## Work to be completed
Pull out every one of the rows below and repeat them word for word.

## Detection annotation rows
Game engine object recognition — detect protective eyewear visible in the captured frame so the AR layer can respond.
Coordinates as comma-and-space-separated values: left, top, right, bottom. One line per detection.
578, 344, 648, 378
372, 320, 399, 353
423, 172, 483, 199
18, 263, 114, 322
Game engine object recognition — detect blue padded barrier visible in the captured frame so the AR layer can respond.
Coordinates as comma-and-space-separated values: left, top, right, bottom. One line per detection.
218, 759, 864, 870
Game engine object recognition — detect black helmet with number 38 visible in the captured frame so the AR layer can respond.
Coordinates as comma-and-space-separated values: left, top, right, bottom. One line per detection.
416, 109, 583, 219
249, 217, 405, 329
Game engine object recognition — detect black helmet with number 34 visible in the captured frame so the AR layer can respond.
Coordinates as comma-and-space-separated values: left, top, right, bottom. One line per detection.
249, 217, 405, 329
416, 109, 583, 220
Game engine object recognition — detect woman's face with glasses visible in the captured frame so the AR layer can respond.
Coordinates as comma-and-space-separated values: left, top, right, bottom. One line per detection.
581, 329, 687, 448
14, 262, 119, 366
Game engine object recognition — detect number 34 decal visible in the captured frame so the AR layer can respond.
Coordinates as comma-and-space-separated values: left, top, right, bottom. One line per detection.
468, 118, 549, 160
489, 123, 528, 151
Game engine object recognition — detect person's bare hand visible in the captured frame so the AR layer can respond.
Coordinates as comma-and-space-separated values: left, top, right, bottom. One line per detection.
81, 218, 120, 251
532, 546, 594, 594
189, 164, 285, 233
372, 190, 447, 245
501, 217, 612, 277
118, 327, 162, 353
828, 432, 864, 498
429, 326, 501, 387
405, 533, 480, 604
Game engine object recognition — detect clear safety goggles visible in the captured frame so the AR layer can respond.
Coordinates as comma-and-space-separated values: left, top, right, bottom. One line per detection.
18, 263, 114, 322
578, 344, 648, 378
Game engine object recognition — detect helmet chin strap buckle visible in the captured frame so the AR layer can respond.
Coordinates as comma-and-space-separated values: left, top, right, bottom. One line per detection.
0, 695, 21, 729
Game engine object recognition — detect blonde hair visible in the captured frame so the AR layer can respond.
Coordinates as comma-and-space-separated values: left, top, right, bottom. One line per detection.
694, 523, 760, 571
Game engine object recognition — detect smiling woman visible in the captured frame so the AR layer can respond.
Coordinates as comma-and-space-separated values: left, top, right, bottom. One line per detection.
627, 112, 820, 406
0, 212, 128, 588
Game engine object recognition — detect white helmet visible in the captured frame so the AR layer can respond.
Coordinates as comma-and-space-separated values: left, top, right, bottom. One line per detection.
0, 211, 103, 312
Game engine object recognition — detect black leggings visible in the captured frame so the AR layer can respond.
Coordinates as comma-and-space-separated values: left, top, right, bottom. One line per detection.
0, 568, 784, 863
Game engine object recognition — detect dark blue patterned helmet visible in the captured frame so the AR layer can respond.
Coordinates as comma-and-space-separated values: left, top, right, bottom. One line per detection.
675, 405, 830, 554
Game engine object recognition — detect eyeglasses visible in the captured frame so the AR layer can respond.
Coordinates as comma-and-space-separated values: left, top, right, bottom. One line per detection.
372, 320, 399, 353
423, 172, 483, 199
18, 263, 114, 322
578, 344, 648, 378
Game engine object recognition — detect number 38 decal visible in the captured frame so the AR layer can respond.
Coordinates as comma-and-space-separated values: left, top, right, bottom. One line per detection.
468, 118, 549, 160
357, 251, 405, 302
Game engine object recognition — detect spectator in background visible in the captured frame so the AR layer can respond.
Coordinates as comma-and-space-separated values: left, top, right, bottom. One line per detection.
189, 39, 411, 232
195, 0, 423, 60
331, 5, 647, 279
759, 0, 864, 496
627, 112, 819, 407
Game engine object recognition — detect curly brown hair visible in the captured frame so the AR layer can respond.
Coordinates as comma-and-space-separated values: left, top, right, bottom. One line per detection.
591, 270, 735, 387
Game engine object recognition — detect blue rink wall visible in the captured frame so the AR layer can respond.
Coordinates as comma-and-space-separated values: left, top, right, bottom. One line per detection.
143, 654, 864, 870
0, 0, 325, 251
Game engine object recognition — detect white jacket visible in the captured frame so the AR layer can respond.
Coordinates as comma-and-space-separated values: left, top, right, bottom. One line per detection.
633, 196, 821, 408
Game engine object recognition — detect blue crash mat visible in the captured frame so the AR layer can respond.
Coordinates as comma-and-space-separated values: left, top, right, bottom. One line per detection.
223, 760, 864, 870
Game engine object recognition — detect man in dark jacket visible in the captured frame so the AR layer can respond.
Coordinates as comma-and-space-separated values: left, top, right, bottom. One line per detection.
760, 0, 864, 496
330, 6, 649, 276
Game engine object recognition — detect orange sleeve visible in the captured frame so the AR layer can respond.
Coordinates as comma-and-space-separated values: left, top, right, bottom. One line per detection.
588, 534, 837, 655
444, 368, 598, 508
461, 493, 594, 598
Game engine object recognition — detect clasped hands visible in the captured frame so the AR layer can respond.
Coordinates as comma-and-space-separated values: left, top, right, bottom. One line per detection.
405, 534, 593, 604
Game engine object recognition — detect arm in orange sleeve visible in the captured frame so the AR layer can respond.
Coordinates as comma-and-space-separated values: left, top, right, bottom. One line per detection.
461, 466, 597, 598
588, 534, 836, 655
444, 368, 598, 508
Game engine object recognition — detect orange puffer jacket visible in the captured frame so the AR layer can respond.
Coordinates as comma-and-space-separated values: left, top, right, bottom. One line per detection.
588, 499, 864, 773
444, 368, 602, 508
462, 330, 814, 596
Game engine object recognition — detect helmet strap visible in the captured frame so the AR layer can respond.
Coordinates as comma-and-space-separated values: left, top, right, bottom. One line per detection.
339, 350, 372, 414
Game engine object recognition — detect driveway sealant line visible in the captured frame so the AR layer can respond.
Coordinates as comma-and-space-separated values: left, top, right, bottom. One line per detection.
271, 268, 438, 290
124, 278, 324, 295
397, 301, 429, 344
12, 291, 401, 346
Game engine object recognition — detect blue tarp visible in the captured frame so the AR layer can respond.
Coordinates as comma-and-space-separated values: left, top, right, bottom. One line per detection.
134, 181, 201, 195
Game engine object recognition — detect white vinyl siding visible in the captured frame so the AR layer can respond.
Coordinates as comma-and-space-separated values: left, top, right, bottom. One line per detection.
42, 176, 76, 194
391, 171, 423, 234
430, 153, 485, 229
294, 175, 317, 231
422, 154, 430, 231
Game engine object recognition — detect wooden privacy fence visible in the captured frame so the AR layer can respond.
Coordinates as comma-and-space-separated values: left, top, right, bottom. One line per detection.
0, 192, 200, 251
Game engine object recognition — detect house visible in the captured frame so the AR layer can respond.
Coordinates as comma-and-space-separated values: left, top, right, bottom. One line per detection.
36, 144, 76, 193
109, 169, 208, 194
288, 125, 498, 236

## Correct response
Game engine object recognition — detect protective eyewear visible in the captured frame so the AR layer can respond.
Coordinates as comma-and-space-separated values: left, top, right, bottom. One line per detection.
578, 344, 648, 378
372, 320, 399, 353
423, 172, 483, 199
18, 263, 114, 322
Game engine object recognition — detect blue padded barrier visible in the captured frame so the AR layer can respond.
Coordinates as comma-and-space-separated values: left, top, right, bottom. One line per detection.
218, 759, 864, 870
Game engine object recognition — detect black helmet with number 38 visible in the captured frame so the AR layer can respond.
Coordinates as comma-and-space-separated values: left, top, right, bottom. One line per detection.
416, 109, 583, 219
249, 217, 405, 329
Game engine object recognition — detect black helmet with number 34 visible in the captured frame so the AR layer can respond.
Coordinates as comma-and-space-separated values: left, top, right, bottom. One line per detection.
249, 217, 405, 329
416, 109, 583, 220
Game engine object recognition — detect woman's face with glasses visible in the captured frame so the AR layer can respond.
Coordinates as comma-and-space-separated values: left, top, right, bottom. One line per detection.
581, 329, 687, 448
14, 262, 119, 366
Game engine object recognition — detect number 34 decal visible in the captured frame so the AR layer can respond.
Coordinates as comma-and-space-separated values: left, top, right, bottom. One line per detection.
468, 118, 549, 160
489, 123, 528, 151
Game engine object recognition — detect person's bare hand visible in the captured frame so the AR layer can respond.
Coordinates as comma-and-space-separated values: left, top, right, bottom. One line per detection.
81, 218, 120, 251
532, 546, 594, 594
189, 164, 285, 233
372, 190, 447, 245
501, 217, 612, 277
118, 327, 162, 353
828, 432, 864, 498
429, 326, 501, 387
405, 533, 480, 604
Game engine object recognition — detect clear safety goggles visible in the captured frame so the AR layer can respond.
Coordinates as comma-and-space-separated values: left, top, right, bottom. One line per detection.
18, 263, 114, 322
578, 344, 648, 378
Game engine object recognition — detect helmet chin strap buckle visible in the captured frame so the AR layer can respond.
Coordinates as comma-and-space-separated values: left, top, right, bottom. One line per detection.
0, 695, 21, 729
Game engine object recognition — detect blonde hair visible in the captured frame so the AR layer can respond.
Coordinates as comma-and-space-separated values: left, top, right, bottom. One line per detection.
694, 523, 760, 571
Game engine object recognition — detect smiling woman visible in the captured frame so the AR layer can respond.
Coordinates as comma-and-space-separated values: left, top, right, bottom. One line per detection.
627, 112, 820, 406
0, 212, 128, 588
Game engine object recognition — detect white helmet visible in the captured frame so the AR layer can respond.
Coordinates as comma-and-space-separated values: left, top, right, bottom. One line per detection.
0, 211, 103, 312
Game engine object recognition — detect black leggings visible in the captured frame so the AR layer can respond.
Coordinates as comma-and-space-separated values: left, top, right, bottom. One line per detection.
0, 568, 784, 863
Game engine object recognition — detect dark blue patterned helmet visible in the captured frame so the AR layer can respond.
Coordinates as comma-and-space-separated values: left, top, right, bottom. One line per detection.
675, 405, 830, 554
Game engine object recognition — detect eyeglasses visible in the captured frame so the AR layer can respond.
Coordinates as comma-and-space-separated values: left, top, right, bottom. One line per detection.
372, 320, 399, 353
423, 172, 483, 199
18, 263, 114, 322
578, 344, 648, 378
Game engine object recognition — detect number 38 decal visible in the captured frame so the AR layer can respond.
Coordinates as comma-and-space-separated values: left, top, right, bottom. One line per detection.
468, 118, 549, 160
357, 251, 405, 302
Game engine object recognition — detect spectator in background visible in the captured frame so the AR layer can respond.
Coordinates as comma-and-space-separated values: left, top, right, bottom. One line per detection.
189, 39, 411, 232
195, 0, 423, 60
331, 5, 647, 279
759, 0, 864, 496
627, 112, 819, 407
Game engine object recognition — detect curly brown hair visible in the captured frame so the AR layer can respond.
Coordinates as comma-and-space-separated values: left, top, right, bottom. One line per detection.
591, 270, 735, 387
Game engine object recognition — detect blue rink wall visible in the captured frame so the AR layer can respond.
Coordinates as comma-and-space-separated values: left, top, right, bottom. One line per detection.
143, 654, 864, 870
0, 0, 325, 251
Game engine object recognition — detect white jacket visible in the captured frame so the AR layer can respond.
Coordinates as comma-and-space-separated values: left, top, right, bottom. One line per detection.
633, 196, 821, 408
Game engine object recognition — detect blue crash mat visible in the captured frame so the AR layer can respond.
Coordinates as comma-and-space-separated values: left, top, right, bottom. One line per detection.
223, 760, 864, 870
Game engine object recognition — detect man in dark jacket visible in the captured frame so the AR layer can respond.
Coordinates as comma-and-space-separated values: left, top, right, bottom. One line per detection.
760, 0, 864, 496
330, 6, 649, 276
Game engine object recognition — detect orange sleeve visible in the captured frame so the AR layer can respond.
Coordinates as comma-and-space-separated values: left, top, right, bottom. One line per detection.
588, 534, 837, 655
444, 368, 598, 508
461, 493, 594, 598
Game engine object recognition — detect clasped hands visible in the captured frame so the AR layer can respond.
Coordinates as comma-and-space-separated values: left, top, right, bottom. One line per detection.
405, 534, 593, 604
Game engine object recognition — detect arm in orange sleeve visible in the captured frame so the AR layer can respond.
Coordinates as comma-and-space-separated values: left, top, right, bottom. One line per detection.
461, 466, 597, 598
588, 534, 836, 655
444, 368, 598, 508
Game engine object recognition — detect orange puffer jacket visible in the captured frame so the AR layer can respond.
Coordinates as comma-and-space-separated values: left, top, right, bottom. One line per detection.
588, 499, 864, 773
444, 368, 602, 508
462, 330, 814, 596
Game engine object recognition — detect helmet strap visible in the captured frame so the AR layer can respond.
Coordinates as comma-and-space-separated values: left, top, right, bottom. One line per detection.
339, 350, 372, 414
Game engine object recognition — detect driveway sealant line visible in the captured frame so the AR layer can respond.
Coordinates as comma-and-space-separated values: left, top, right, bottom. One line per detection.
271, 268, 438, 290
124, 278, 324, 295
397, 301, 429, 344
12, 291, 401, 346
Game engine object recognition — detect blue tarp visible in the captured frame so the AR layer can respond.
Coordinates as comma-and-space-separated values: left, top, right, bottom. One line per detection.
134, 181, 201, 195
Game engine object recognition — detect white vinyl siding visible in the captured frame so the AR layer can respond.
Coordinates as comma-and-space-separated values: left, top, right, bottom. One line per detection.
42, 176, 76, 194
391, 171, 423, 234
430, 153, 485, 229
294, 175, 317, 231
422, 154, 430, 231
Game engine object recognition — detect wooden privacy fence visible in the captured frame so the AR layer can respond.
Coordinates as comma-and-space-separated values: left, top, right, bottom. One line per detection.
0, 192, 200, 251
Game engine object recognition — detect house visible in the captured frame so the AR layer can respond.
Coordinates as comma-and-space-separated values: left, top, right, bottom. One line per detection.
36, 144, 76, 193
109, 169, 208, 194
288, 125, 498, 236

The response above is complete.